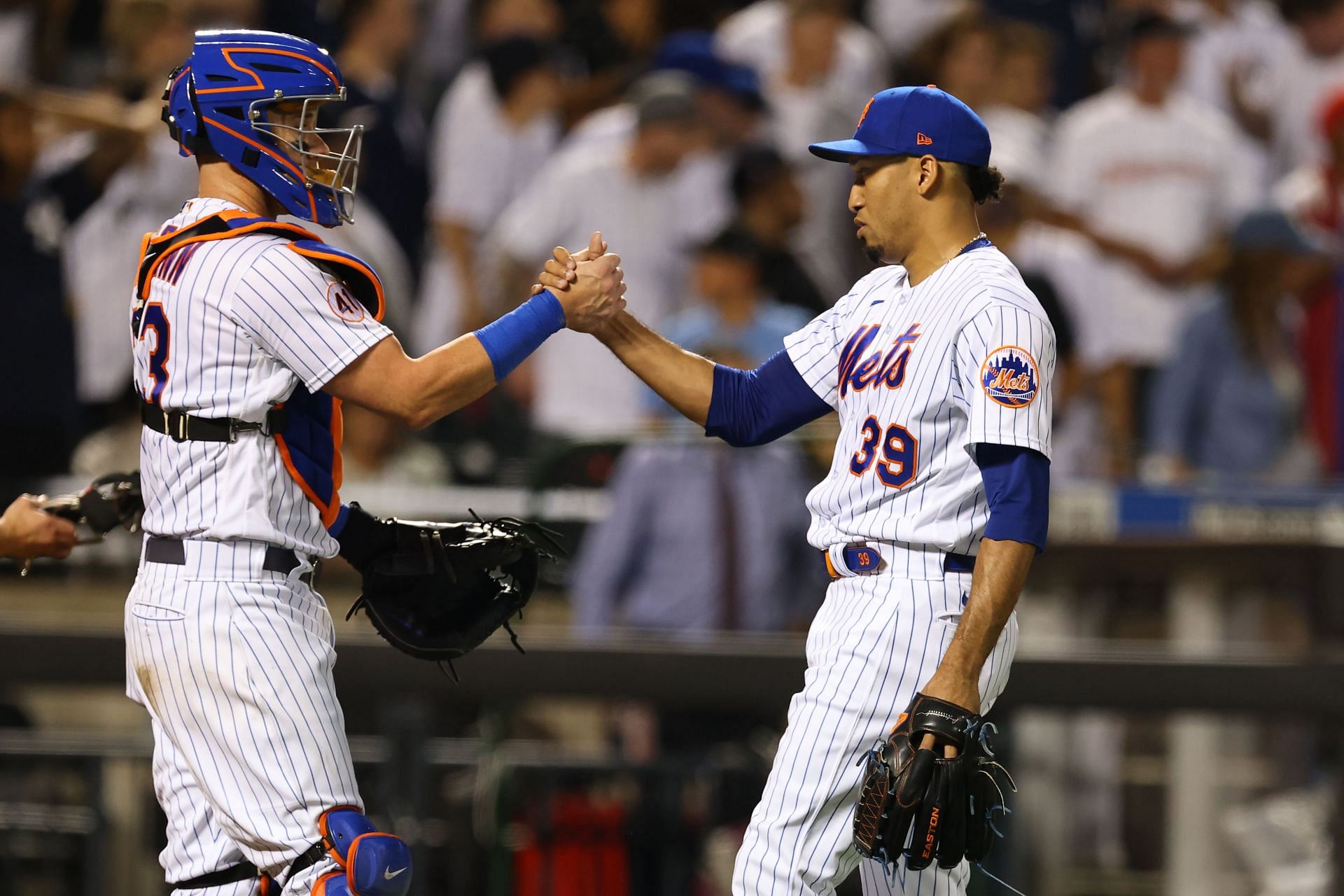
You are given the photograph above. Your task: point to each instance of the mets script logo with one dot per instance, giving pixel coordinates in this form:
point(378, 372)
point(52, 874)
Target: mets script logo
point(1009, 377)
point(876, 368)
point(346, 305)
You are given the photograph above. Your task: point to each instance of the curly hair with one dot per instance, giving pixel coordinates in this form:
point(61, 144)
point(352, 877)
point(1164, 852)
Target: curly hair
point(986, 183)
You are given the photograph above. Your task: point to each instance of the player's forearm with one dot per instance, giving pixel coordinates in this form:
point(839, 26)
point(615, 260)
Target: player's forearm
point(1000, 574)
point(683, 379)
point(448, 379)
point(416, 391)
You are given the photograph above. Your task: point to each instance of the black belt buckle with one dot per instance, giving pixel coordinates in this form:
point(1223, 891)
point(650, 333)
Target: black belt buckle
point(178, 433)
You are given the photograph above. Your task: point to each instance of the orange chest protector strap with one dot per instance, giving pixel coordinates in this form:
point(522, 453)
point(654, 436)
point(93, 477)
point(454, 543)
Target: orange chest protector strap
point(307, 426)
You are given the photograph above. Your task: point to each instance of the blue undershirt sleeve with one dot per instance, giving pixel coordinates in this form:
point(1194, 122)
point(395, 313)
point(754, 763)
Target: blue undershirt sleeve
__________________________________________________
**What is required**
Quote the listing verbatim from its start through the line containing "point(346, 305)", inclusive, and omit the picture from the output.

**Correct output**
You are given the photograph above. Your task: point to each instance of the mets script logo with one dot per instance, giving pixel coordinates in this form:
point(378, 372)
point(52, 874)
Target: mets script logo
point(1009, 377)
point(876, 368)
point(346, 305)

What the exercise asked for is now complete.